-- begin SOURCE TEXT --

# What exactly does SPD mean?



## martinrjensen (Sep 23, 2007)

So I have a couple sets of pedals. Shimano SPD 520 and SPD 540. I use them because they combine biking and walking pretty well, what with the edges on my shoes to sort of bury the cleat. I always though that the SPD name meant the design and that any pedal called SPD would fit my cleats. So, I'm thinking that if someone asks, I just say “I use Shimano SPD pedals and that's that”. Well now I see Shimano SPD-SL which are clearly road pedals and not compatible with my cleats. I'm confused.
note:OK, I've known this for a while but I'm stuck in the house sort of snow bound now.


----------



## broschb (Jun 22, 2008)

*Shimano Pedaling Dynamics*

http://en.wikipedia.org/wiki/Shimano_Pedaling_Dynamics


----------



## estone2 (Sep 25, 2005)

broschb said:


> http://en.wikipedia.org/wiki/Shimano_Pedaling_Dynamics


And it also sounds like speedy if you read the letters


----------



## martinrjensen (Sep 23, 2007)

*I think this clears it up*



broschb said:


> http://en.wikipedia.org/wiki/Shimano_Pedaling_Dynamics


So, from what I read on Wikipedia, I am of the conclusion that it originally signified a specific pedal design but then (I'm guessing here) it became so popular that Shimano decided to use it for advertizing on other types of pedals and now it is just a name used to sell products, not really signifying anything specific anymore....


----------



## rdolson (Sep 2, 2003)

And all this time I thought it meant Shimano PAIN Device....


----------



## danl1 (Jul 23, 2005)

What exactly does SPD mean?

Well, the exact translation is a little hard to explain, but basically,,,

Crap.


----------



## pacificaslim (Sep 10, 2008)

martinrjensen said:


> So, from what I read on Wikipedia, I am of the conclusion that it originally signified a specific pedal design but then (I'm guessing here) it became so popular that Shimano decided to use it for advertizing on other types of pedals and now it is just a name used to sell products, not really signifying anything specific anymore....

-- end SOURCE TEXT --
-- begin DATASET SECTION --

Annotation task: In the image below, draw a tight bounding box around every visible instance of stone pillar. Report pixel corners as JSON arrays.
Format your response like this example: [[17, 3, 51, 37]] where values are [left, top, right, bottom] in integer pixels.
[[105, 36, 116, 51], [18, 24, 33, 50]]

-- end DATASET SECTION --

Resume the forum thread on what SPD means, continuing from the point where it stops.

- _ANSWER_:
Huh? It _signifies_ a particular type of cleat to pedal interface created by Shimano and used on their pedals and many others make compatible pedals/cleats. SPD-SL is the new road pedal product and plain ol' SPD is still used on Shimano's mountain bike pedal line (that many of us also use on our road bikes and cross bikes)


----------



## martinrjensen (Sep 23, 2007)

Oh, the pedals are fine, I just have a problem with the name


----------



## wim (Feb 28, 2005)

pacificaslim said:


> Huh? It _signifies_ a particular type of cleat to pedal interface created by Shimano and used on their pedals and many others make compatible pedals/cleats. SPD-SL is the new road pedal product and plain ol' SPD is still used on Shimano's mountain bike pedal line (that many of us also use on our road bikes and cross bikes)


Well, SPD _signified_ one particular cleat-pedal interface in the past, but with the introduction of SPD-SL, it no longer does. Now there are two SPD interfaces. That reduces the acronym SPD to a marketing term only, which applies to two completely different cleat-pedal interfaces. That's confusing to those not in the know already. martinrjensen has a point.


----------



## DieselDan (Sep 14, 2002)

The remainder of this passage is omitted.